JOB 1:
Answer these questions from the plant pot passage below:
(a) According to the first paragraph, what is too rigid to elastically absorb these types of deformations?
(b) What does FIG. 2 show in a view from below towards the channel profile 5?
(c) What does the buckled shape of the connecting pieces 10 make possible?
JOB 2: Carry on the plant pot passage below, picking up right after its final sentence.

EXTRACT:
____
However, precisely this high-grade reinforcement turns out to be a considerable disadvantage in terms of certain deformations of the pot that are generally not provided for during handling, but nonetheless inevitably occur and have led very easily to breaking loads till now. If, for instance, the jaws 6, 7 are too narrowly set during mechanical handling or are grasped from the side too far to the inside, or if, for instance, stored or stacked goods are deformed when being pushed together laterally or if plant pots or hanging flower pots are predominantly laterally compressed or deformed during use, the conventional structure of the upper terminating area is too rigid to elastically absorb these types of deformations.
In a view from below towards the channel profile 5, FIG. 2 shows the connecting pieces 10, which though they connect and thereby reinforce the area between the container wall 3 on the inner side and a circumferential edge 11 in a conventional manner within the channel profile, they do not run evenly in a radial-axial alignment with respect to the center axis 9. The connecting pieces 10 are in fact embodied in a buckled shape, whereby a vertical angle apex 12 runs approximately in the center between two obtuse-angled adjoining connecting piece surfaces 13, 14. The connecting piece surfaces 13, 14 for their part adjoin in an obtuse-angled manner along flow lines 15, 16 on the outer edge 11 or on the container wall 3, whereby the flow lines (15, 16) by all means lie in a common radial-axial plane with respect to the center axis 9. The buckled shape of the connecting pieces 10 makes it possible for them to yield in the case of compressive stress without these breaking in the process.
____
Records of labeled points
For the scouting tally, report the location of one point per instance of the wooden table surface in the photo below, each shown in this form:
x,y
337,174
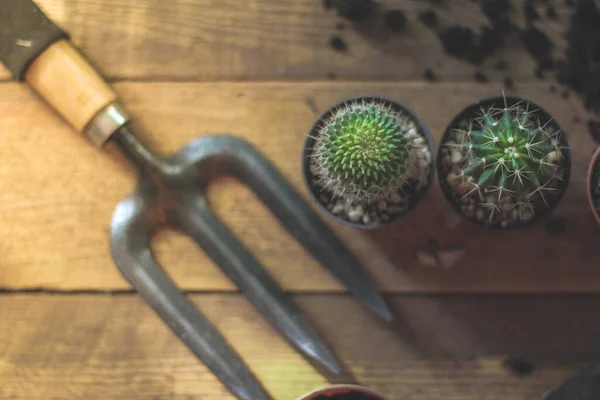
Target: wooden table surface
x,y
72,328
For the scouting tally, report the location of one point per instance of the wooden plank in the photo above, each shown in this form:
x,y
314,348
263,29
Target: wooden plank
x,y
57,194
264,39
102,347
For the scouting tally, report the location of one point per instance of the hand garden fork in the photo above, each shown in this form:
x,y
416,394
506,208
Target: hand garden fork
x,y
172,191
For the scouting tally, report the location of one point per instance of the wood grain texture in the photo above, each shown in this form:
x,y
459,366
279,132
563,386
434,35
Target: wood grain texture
x,y
67,82
102,347
57,193
274,40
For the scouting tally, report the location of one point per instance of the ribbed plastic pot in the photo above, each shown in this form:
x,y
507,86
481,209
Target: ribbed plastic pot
x,y
324,198
593,185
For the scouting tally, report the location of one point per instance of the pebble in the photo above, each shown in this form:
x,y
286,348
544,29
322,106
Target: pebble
x,y
396,210
553,156
338,208
426,258
356,213
449,258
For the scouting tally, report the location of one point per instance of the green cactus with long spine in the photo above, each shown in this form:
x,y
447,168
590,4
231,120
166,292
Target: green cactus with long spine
x,y
363,152
510,153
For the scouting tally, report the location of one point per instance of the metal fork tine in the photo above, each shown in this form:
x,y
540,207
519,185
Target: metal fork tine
x,y
130,232
200,223
304,224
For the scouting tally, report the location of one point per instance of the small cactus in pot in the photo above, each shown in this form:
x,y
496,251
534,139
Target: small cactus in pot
x,y
504,163
368,161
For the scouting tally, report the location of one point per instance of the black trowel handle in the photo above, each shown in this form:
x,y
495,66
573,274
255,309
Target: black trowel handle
x,y
37,51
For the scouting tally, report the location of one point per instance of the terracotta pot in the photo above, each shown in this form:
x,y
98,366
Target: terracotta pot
x,y
343,392
592,182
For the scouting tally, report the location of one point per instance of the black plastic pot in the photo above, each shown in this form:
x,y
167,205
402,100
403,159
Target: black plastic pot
x,y
343,392
593,185
474,111
324,198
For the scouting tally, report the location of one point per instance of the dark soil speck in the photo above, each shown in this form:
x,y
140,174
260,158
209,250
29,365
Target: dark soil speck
x,y
519,366
538,46
594,130
480,77
338,44
530,12
538,73
501,65
428,18
395,20
353,10
429,76
556,226
551,13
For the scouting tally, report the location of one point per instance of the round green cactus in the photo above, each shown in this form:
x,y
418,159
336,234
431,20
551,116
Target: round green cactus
x,y
363,152
509,152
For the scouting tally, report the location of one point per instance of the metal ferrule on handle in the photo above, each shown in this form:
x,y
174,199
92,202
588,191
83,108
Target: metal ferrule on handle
x,y
67,82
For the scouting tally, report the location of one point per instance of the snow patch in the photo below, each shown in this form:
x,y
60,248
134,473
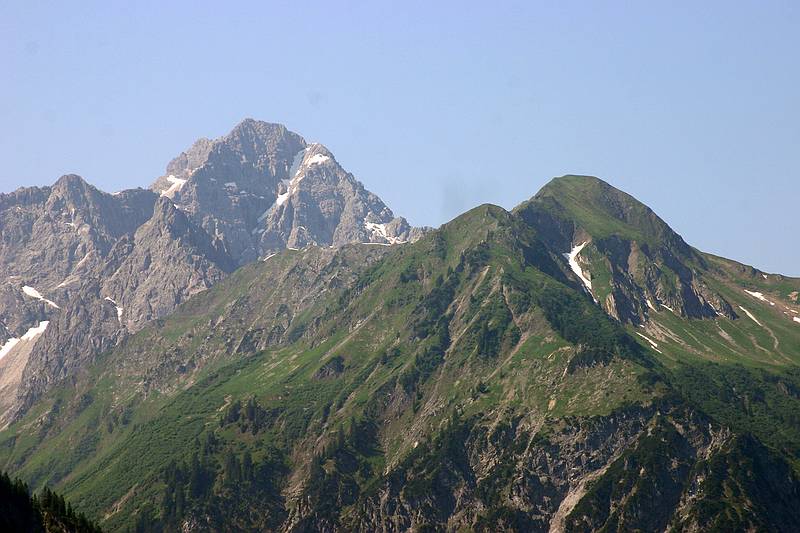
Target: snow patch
x,y
379,230
29,335
119,309
176,184
576,268
748,313
281,199
758,295
33,293
316,159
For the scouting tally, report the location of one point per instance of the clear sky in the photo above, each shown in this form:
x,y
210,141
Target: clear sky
x,y
692,107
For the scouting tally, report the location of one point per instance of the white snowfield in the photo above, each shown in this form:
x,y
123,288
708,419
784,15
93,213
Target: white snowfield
x,y
380,231
176,184
572,256
748,313
316,159
759,295
299,163
33,293
29,335
119,309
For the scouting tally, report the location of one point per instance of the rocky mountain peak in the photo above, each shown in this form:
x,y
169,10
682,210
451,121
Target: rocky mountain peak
x,y
262,187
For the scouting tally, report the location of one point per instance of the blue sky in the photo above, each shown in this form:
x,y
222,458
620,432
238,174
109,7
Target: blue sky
x,y
692,107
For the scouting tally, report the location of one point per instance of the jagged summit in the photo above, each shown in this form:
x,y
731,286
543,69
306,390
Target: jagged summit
x,y
262,188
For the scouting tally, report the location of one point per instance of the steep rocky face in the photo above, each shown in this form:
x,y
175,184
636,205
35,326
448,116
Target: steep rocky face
x,y
262,188
69,254
462,382
629,260
167,260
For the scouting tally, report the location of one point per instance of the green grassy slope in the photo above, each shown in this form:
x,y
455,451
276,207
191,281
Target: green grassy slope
x,y
299,391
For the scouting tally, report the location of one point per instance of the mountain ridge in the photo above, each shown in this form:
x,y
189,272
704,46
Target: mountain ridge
x,y
470,379
139,253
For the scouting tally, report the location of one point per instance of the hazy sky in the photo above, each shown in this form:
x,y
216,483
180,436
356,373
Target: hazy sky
x,y
435,106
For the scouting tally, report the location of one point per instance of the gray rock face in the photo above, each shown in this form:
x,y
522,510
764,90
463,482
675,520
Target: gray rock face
x,y
96,266
263,188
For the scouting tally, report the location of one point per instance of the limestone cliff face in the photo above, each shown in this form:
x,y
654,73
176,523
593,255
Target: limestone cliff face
x,y
263,188
71,254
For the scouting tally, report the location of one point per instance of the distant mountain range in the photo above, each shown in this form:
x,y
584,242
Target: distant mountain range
x,y
113,262
239,349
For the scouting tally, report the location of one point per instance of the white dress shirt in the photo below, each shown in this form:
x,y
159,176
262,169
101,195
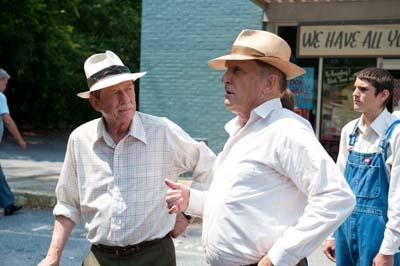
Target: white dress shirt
x,y
118,190
368,142
275,191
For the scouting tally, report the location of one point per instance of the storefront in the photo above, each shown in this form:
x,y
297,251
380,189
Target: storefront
x,y
333,40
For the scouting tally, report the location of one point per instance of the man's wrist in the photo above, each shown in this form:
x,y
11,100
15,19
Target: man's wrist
x,y
188,217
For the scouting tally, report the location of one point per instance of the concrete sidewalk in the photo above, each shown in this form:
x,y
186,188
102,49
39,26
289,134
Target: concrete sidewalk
x,y
33,173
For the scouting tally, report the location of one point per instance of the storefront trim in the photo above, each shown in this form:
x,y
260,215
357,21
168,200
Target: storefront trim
x,y
352,39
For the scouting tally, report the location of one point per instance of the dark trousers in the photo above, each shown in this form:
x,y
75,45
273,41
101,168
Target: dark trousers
x,y
159,253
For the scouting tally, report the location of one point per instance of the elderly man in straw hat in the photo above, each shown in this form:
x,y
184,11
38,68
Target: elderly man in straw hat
x,y
276,194
114,170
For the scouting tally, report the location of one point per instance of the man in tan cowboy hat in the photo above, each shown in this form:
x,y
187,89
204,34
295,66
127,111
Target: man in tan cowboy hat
x,y
276,194
114,170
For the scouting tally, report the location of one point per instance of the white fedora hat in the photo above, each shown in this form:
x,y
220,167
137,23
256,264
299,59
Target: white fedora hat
x,y
264,46
104,70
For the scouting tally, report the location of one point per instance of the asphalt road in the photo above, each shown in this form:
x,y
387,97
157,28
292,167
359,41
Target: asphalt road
x,y
25,237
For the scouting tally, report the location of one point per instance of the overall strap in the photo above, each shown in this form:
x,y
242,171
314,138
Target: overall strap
x,y
385,140
353,136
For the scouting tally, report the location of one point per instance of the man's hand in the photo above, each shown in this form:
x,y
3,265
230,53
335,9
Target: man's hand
x,y
383,260
49,261
177,197
265,261
180,227
22,144
329,250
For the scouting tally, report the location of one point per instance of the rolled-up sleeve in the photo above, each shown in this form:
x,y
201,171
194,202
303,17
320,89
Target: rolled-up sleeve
x,y
192,155
67,190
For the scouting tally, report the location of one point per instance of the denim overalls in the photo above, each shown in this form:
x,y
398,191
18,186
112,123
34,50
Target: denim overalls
x,y
359,238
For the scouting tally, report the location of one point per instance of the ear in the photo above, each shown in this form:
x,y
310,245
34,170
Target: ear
x,y
385,94
95,103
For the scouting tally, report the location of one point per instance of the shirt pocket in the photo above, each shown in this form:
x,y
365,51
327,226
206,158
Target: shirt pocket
x,y
364,180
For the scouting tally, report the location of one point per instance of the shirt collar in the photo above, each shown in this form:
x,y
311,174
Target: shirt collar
x,y
136,130
379,125
263,110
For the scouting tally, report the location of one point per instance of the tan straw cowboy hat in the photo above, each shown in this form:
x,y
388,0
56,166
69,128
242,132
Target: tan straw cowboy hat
x,y
104,70
264,46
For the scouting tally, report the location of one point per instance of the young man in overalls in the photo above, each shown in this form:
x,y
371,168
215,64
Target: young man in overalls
x,y
369,158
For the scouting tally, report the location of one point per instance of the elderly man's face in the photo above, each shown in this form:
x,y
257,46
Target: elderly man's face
x,y
116,103
243,86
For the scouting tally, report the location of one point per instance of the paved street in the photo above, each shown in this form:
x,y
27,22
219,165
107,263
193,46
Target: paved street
x,y
24,239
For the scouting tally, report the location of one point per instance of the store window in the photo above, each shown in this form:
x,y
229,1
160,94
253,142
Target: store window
x,y
337,101
304,87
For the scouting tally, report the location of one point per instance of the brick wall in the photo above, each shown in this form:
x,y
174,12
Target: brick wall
x,y
178,38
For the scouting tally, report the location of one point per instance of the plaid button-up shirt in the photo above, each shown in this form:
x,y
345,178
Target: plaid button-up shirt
x,y
118,190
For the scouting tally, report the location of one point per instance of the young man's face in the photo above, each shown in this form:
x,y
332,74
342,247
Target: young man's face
x,y
365,100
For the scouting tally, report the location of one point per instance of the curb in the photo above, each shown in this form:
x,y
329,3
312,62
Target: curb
x,y
36,200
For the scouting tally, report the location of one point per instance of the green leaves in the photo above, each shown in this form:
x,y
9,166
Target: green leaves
x,y
43,45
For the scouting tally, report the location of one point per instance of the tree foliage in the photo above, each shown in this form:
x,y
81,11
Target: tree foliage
x,y
43,45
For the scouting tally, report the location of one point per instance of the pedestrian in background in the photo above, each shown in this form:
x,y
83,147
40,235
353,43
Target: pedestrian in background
x,y
7,200
113,175
276,194
369,158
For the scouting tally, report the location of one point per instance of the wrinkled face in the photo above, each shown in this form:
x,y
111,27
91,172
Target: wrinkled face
x,y
116,103
243,86
365,100
3,84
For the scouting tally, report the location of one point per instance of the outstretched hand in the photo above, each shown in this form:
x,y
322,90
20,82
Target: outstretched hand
x,y
177,197
329,249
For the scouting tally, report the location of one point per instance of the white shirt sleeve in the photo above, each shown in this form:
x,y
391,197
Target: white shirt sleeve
x,y
196,202
391,241
192,155
67,188
330,199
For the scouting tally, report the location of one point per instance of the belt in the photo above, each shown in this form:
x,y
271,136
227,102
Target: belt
x,y
126,250
303,262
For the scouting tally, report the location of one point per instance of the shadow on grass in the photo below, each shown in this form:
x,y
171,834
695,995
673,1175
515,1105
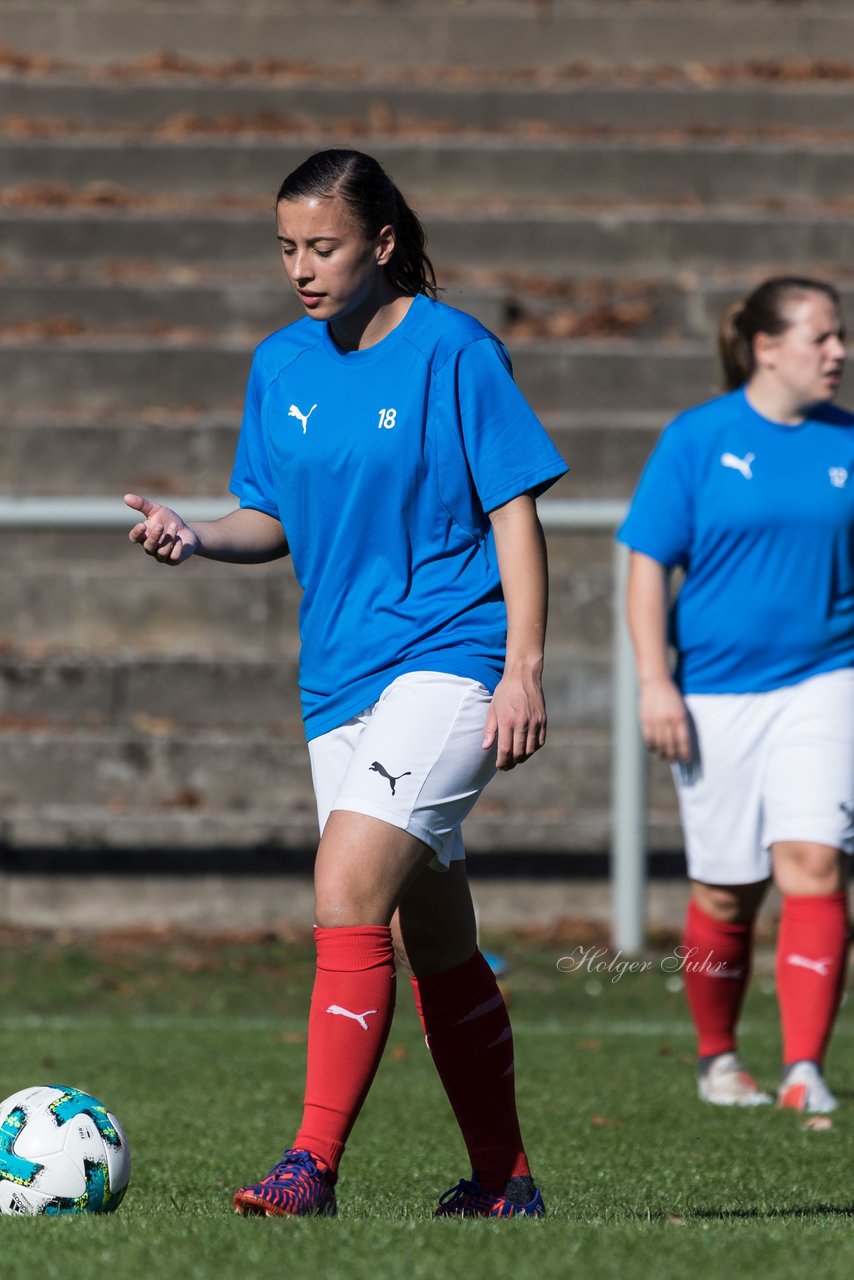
____
EXPECTED ANSWER 1:
(a) The conventional structure of the upper terminating area.
(b) The connecting pieces 10.
(c) It lets them yield under compressive stress without breaking.

EXPECTED ANSWER 2:
FIG. 3 illustrates a deformation of the channel profile imposed externally in the direction of arrow 17, which produces a narrowing of said channel profile, whereby the connecting pieces 10 are deformed more greatly in the direction of the bend. This produces significant deformability of the pot in the cross sectional area of the upper terminating area.
FIG. 4, on the other hand, depicts the situation in the case of tensile strain directed to the outside in accordance with arrow 18 with an expansion of the channel profile 15 [sic] up to an elongation of the surfaces 13, 14 of the connecting pieces in a common plane. In this respect, a deformation can likewise be absorbed without the risk of material rupture.
The surfaces 13, 14 of the connecting pieces meet each other at the angle apex 12 with a wall weakening, which predetermines a corresponding deformation line. Completely corresponding weakened areas in the wall can also be predetermined on the flow lines 15, 16 in order to approximate the effect of a foil hinge and keep deformations of the channel profile 5 itself low.
FIG. 5 depicts a hanging flower pot 21 along with an associated hanger assembly 22, which engages on the upper terminating areas of the flow pot 21 with three hanger supporting lines 23, 24, 25, whereby hook- like claws 26, 27 grip under a circumferential edge 28 on a downwardly open channel profile 29 between connecting pieces 30.
Hanging flower pots, which are often embodied to be relatively large in terms of container volume and therefore can also achieve a substantial dead weight in a planted and watered state, are subject to a complex load from the hanger assembly. Lateral deformation of the hanging flower pot that is unplanned for the most part customarily leads easily to breakage.
FIG. 6 shows a view of the flower pot 21 from below in an ovally deformed state where the cross sectional deformation affects the entire upper terminating area and cross sectional changes in the channel profile 29 are produced not only in the area of the flatly deformed (compression) areas, but above all also in the end areas that are more greatly curved.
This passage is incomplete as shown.